TRECHO SELECIONADO >>
* * * *

A IA continua sendo um curinga. A IA generativa é uma tecnologia disruptiva, e a disrupção está em andamento de maneiras esperadas e inesperadas. A tecnologia evolui tão rápido que os materiais de treinamento do ChatGPT desenvolvidos por Low se tornaram obsoletos da noite para o dia após uma nova atualização da plataforma. A IA às vezes alucina informações ou respostas incorretas. Embora seu potencial seja quase ilimitado, seu estado atual ainda está sujeito à qualidade dos dados, à qualidade dos prompts e ao erro humano. Existem centenas de variáveis que podem afetar certos processos que um computador atualmente não consegue permitir, ou seja, diz Wayt, da NACUBO, "você não pode simplesmente colocar tudo no ChatGPT e pensar: 'Sua matrícula será XYZ no ano que vem'". Low, um entusiasta da tecnologia, admite que um prompt que ele escreveu quase levou uma ferramenta de IA a apagar tudo em sua conta pessoal do Gmail. Os funcionários devem ser treinados em segurança de dados e estar atentos a vieses e alucinações nos resultados ao usar a tecnologia.
Podemos estar diante da Exclusão Digital 2.0. Wayt é uma das muitas observadoras que acredita que a IA terá o mesmo nível de impacto no ensino superior que o computador ou a internet. Mas, parafraseando o autor William Gibson, o futuro pode não ser distribuído uniformemente. "Haverá algumas instituições que realmente investiram em infraestrutura, elas tiveram os recursos para investir nas habilidades e talentos necessários para realmente alavancar a IA", disse ela. "Algumas instituições não têm esses recursos, então não estão se movendo tão rápido." Algumas faculdades conseguiram explorar big data e análises para melhorar suas operações, acrescenta ela, enquanto outras não, e este último grupo tem menos probabilidade de aproveitar ao máximo a nova tecnologia e, portanto, ficar ainda mais para trás, criando "os que têm e os que não têm novamente".

* * * *

INFORMAÇÕES EXTRAÍDAS >>
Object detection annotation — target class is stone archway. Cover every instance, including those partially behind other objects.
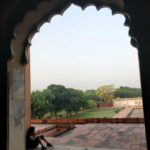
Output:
[0,0,150,150]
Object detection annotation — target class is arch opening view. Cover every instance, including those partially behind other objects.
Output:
[30,5,146,150]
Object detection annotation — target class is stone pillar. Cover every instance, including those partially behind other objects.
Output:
[0,61,8,150]
[8,59,25,150]
[138,22,150,149]
[25,50,31,132]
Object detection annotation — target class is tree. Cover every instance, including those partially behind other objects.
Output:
[64,88,83,115]
[87,99,96,109]
[47,84,65,118]
[84,90,100,101]
[31,91,49,119]
[96,85,115,102]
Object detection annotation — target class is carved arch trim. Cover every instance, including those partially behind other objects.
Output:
[11,0,137,64]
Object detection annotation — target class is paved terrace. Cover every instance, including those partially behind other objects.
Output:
[33,123,147,150]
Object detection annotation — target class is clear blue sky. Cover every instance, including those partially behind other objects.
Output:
[31,5,140,90]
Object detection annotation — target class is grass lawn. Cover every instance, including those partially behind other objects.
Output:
[67,108,121,119]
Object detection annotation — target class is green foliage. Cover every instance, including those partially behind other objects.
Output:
[114,86,141,98]
[87,99,96,109]
[31,91,49,119]
[31,84,141,119]
[96,85,115,102]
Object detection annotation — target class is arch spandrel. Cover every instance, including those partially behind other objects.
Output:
[11,0,133,63]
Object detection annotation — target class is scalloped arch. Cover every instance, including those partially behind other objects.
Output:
[11,0,137,63]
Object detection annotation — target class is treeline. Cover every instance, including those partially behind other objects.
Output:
[31,85,99,118]
[31,84,141,119]
[114,86,142,98]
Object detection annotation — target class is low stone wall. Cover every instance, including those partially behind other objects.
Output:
[113,108,133,118]
[31,118,144,124]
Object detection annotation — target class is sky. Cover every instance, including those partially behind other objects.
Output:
[31,5,140,91]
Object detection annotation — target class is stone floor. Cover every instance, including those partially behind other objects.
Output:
[28,145,121,150]
[128,109,144,118]
[33,124,147,150]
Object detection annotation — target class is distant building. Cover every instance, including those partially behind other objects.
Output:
[113,97,143,108]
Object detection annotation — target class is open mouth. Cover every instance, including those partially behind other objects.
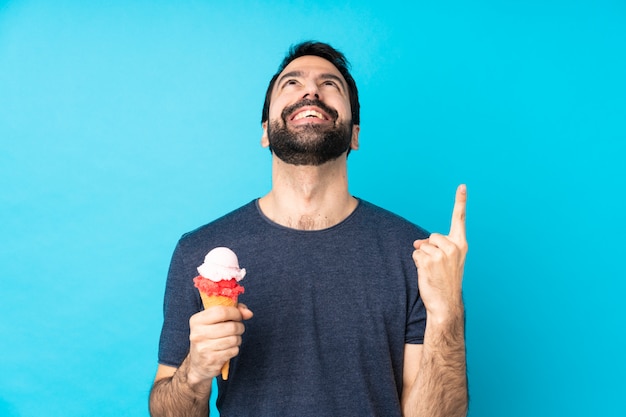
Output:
[291,109,328,121]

* * * *

O QUE FAZER >>
Com base no trecho selecionado, responda:
(a) O que aconteceu com os materiais de treinamento do ChatGPT desenvolvidos por Low após uma nova atualização da plataforma?
(b) O que um prompt escrito por Low quase levou uma ferramenta de IA a fazer?
(c) A quais tecnologias Wayt compara o nível de impacto que a IA terá no ensino superior?

SUA RESPOSTA >>
(a) Eles se tornaram obsoletos da noite para o dia.
(b) A apagar tudo em sua conta pessoal do Gmail.
(c) Ao computador ou à internet.